> Work to complete: Recast the stretch of the listing below, from the line containing "Mark every instance of the grassy" through the line containing "x=336 y=397", as a Markdown table with the columns Row and Line. Give each line its own numbered row and skip any blank lines.

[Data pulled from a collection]

____________

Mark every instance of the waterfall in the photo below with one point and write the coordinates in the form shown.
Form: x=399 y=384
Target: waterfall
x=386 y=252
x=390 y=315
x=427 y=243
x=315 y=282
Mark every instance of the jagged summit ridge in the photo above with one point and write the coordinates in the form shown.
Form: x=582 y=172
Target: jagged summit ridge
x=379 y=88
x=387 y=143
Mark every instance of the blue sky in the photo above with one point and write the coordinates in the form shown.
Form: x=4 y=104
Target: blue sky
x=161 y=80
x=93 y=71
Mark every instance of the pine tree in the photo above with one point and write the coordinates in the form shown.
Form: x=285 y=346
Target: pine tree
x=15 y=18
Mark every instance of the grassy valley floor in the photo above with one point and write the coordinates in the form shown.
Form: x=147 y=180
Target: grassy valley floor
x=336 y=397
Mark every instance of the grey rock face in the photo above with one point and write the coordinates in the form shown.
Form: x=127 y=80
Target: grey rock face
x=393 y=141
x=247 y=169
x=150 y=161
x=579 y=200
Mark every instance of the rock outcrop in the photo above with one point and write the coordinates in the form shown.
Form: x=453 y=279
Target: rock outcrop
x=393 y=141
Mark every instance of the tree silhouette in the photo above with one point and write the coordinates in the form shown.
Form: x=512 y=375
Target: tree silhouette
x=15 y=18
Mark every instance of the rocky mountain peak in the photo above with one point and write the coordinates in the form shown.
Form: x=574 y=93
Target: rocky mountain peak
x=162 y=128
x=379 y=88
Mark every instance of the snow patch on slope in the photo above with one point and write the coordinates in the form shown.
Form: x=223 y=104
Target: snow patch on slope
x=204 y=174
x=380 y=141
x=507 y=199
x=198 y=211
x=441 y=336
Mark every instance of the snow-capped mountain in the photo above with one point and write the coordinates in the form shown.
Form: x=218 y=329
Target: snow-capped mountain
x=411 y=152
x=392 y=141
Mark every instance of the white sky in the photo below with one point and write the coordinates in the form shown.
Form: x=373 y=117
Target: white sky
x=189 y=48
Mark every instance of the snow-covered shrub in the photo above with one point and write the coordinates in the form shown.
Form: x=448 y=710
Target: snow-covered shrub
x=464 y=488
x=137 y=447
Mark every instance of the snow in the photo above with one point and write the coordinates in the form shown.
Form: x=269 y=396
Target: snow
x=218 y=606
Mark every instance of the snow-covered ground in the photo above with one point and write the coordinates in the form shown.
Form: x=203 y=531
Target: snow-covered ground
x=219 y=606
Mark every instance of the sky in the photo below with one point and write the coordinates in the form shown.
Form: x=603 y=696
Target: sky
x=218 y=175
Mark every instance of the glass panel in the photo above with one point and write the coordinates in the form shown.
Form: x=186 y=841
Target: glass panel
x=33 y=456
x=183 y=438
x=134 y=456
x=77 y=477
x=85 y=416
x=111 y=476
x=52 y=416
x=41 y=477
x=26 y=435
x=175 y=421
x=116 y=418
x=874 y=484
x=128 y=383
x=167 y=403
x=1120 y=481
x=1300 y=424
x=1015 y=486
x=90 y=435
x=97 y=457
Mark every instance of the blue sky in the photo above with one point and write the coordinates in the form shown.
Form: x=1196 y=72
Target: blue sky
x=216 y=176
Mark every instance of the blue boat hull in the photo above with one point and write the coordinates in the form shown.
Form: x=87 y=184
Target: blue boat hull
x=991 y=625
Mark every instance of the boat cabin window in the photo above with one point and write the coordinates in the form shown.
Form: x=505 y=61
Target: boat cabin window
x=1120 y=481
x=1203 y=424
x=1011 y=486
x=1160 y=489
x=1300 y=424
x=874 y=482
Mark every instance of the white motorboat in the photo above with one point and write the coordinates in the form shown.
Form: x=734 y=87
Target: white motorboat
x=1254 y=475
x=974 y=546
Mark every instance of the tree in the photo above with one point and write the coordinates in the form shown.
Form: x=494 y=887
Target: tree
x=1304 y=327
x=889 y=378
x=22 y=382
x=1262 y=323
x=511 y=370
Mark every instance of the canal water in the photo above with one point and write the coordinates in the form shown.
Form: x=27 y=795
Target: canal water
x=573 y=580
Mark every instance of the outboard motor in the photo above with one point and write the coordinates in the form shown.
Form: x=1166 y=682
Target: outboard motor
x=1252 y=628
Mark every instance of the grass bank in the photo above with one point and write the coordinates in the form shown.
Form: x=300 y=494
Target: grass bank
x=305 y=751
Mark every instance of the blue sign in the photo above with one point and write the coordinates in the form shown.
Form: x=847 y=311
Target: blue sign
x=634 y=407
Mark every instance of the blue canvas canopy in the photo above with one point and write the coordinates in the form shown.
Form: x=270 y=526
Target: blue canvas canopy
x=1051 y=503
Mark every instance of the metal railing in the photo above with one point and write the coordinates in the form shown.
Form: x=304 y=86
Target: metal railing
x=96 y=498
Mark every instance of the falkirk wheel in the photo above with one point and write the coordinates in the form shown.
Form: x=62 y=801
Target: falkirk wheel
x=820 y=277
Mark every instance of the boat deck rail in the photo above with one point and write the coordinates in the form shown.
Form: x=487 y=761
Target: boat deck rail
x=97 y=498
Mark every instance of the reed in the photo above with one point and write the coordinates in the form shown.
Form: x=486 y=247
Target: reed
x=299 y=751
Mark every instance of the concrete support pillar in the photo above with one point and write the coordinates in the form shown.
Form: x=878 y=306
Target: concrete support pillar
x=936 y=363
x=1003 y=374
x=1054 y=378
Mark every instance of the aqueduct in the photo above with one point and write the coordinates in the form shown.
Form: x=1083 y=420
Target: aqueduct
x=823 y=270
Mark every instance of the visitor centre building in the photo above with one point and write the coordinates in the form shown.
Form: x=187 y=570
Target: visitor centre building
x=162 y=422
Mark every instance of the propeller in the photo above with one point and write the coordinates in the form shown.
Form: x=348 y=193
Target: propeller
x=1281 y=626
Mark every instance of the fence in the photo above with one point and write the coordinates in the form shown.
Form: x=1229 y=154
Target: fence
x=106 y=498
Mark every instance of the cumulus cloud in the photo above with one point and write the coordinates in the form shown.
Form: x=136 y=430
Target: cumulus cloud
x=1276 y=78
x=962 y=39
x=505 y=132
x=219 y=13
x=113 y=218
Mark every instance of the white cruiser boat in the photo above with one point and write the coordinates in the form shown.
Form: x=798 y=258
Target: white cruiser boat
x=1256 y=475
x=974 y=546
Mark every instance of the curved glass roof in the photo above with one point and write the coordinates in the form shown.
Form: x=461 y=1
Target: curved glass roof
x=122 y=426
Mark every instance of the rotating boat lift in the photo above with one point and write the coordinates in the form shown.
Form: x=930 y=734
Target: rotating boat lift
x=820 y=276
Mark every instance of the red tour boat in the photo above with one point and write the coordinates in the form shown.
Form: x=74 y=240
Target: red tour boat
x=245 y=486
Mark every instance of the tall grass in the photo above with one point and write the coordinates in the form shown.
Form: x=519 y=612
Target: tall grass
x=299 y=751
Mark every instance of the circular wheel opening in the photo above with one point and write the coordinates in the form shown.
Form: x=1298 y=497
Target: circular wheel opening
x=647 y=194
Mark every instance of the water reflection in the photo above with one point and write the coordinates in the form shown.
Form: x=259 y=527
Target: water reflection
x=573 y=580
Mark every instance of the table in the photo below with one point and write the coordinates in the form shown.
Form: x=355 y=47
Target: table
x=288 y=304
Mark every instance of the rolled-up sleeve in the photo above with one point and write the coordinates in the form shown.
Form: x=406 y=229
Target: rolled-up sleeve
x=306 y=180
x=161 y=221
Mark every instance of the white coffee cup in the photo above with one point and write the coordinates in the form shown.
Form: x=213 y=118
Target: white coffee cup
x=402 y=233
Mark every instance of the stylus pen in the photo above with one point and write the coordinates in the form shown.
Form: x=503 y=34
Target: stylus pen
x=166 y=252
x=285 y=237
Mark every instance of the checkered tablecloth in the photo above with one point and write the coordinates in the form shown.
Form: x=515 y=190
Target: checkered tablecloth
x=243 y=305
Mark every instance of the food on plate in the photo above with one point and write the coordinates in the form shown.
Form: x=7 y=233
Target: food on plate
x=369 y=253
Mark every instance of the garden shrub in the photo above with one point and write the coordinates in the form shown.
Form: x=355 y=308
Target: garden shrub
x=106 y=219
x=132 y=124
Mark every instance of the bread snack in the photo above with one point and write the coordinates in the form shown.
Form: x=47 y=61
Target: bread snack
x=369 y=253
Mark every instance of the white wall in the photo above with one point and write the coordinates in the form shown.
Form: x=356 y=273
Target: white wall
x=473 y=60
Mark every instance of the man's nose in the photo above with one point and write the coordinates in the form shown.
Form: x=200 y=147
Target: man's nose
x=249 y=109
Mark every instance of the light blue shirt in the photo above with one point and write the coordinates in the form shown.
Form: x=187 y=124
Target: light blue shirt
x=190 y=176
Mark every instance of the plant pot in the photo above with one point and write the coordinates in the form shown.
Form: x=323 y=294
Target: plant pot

____________

> Written solution:
| Row | Line |
|---|---|
| 1 | Mark every instance of the grassy valley floor in the photo above with one point and write the coordinates in the form shown. |
| 2 | Form: x=147 y=180 |
| 3 | Target: grassy valley floor |
| 4 | x=336 y=397 |